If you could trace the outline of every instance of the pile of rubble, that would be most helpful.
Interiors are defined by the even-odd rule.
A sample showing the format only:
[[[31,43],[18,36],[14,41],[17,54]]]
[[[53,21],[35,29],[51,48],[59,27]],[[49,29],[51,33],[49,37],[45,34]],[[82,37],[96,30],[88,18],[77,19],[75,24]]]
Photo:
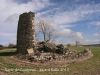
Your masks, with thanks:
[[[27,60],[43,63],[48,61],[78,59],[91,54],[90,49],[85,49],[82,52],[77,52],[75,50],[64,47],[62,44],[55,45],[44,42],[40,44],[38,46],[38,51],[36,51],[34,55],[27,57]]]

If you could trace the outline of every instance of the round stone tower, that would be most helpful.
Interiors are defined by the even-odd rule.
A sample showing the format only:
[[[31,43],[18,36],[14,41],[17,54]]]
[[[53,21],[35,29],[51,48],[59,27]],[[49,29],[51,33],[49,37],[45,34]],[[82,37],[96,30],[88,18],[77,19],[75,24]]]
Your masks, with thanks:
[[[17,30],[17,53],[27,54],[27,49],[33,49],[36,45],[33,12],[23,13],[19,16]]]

::::

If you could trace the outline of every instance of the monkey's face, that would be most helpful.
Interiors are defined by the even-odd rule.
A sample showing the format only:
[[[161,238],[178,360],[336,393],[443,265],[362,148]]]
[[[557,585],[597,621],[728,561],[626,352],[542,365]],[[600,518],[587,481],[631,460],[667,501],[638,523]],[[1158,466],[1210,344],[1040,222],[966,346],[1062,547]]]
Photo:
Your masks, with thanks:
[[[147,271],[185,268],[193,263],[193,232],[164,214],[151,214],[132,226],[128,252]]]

::::

__Given exercise__
Please report, copied in full, each line in the items above that contains the string "every".

__Output below__
If you could trace the outline of every instance of the pile of rubble, that would be most helpful.
If you could trace the outline of every instance of the round stone tower, that would be most helpful.
If you could trace the outline of every instance of the monkey's face, that would be most helpful.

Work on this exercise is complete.